## [Available records]
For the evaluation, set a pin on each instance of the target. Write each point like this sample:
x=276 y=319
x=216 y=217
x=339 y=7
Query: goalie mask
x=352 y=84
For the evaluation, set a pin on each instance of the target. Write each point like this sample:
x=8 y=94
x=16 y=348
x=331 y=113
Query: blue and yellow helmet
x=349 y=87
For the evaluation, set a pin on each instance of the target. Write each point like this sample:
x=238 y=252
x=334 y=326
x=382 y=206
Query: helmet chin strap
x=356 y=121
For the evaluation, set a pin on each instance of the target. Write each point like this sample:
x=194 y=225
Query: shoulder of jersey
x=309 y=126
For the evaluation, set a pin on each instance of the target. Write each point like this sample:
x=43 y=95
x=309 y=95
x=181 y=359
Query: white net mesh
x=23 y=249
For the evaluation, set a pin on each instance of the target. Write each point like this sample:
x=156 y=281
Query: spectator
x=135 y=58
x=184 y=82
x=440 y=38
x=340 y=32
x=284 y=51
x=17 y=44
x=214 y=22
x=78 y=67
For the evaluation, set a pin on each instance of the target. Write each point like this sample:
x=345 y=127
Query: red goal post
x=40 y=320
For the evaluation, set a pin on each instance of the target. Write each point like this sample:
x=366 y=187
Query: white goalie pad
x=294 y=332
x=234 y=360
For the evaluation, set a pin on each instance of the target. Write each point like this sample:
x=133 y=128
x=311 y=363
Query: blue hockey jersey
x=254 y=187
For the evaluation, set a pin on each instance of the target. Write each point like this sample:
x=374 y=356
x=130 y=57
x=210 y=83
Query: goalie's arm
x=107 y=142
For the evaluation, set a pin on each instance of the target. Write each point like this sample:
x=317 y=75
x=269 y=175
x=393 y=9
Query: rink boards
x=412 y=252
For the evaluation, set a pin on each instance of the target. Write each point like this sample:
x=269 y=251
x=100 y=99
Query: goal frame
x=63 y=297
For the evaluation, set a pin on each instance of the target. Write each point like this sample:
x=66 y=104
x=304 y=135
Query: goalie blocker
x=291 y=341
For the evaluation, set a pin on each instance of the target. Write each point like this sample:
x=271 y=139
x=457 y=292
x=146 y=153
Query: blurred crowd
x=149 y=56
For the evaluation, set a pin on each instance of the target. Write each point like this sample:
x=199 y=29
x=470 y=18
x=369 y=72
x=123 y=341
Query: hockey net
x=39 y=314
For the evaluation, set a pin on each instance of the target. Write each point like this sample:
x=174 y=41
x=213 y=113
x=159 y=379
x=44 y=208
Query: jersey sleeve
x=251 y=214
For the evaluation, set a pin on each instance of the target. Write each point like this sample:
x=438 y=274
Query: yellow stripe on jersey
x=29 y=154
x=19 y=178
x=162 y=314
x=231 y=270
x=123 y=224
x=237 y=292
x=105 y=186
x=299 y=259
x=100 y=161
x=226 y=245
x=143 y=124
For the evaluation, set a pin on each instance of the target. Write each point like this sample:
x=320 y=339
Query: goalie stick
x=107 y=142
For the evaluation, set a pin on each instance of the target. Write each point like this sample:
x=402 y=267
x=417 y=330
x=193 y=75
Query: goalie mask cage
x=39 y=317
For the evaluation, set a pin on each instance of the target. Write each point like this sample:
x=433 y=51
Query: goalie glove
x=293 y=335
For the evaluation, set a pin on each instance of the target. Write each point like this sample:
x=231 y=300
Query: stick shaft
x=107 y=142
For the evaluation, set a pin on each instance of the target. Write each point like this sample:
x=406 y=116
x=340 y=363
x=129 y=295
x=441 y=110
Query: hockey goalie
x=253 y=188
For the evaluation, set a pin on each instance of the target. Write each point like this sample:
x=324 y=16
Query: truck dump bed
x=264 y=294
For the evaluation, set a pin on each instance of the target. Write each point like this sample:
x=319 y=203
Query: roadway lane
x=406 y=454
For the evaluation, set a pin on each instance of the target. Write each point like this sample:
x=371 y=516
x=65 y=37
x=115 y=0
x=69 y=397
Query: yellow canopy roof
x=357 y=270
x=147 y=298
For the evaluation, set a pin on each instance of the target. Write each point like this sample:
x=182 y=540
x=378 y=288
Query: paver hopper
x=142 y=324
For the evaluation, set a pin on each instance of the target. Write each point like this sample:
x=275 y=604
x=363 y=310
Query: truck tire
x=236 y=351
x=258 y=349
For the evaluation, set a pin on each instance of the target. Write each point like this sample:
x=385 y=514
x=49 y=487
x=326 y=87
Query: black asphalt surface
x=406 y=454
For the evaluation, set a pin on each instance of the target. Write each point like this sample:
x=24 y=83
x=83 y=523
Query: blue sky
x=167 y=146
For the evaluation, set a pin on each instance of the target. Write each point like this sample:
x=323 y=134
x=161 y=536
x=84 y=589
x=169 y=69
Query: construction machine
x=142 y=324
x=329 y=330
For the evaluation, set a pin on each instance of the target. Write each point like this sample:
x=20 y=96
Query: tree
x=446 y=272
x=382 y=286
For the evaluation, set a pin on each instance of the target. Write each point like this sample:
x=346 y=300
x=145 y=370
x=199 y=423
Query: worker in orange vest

## [Requirements]
Gather every line from the items above that contains the word "goalie", copying each line in full. Treat uppercase and lowercase as different.

## [Result]
Query: goalie mask
Query: white goalie pad
Query: goalie's arm
Query: goalie blocker
Query: goalie stick
Query: goalie mask cage
Query: goalie glove
Query: hockey goalie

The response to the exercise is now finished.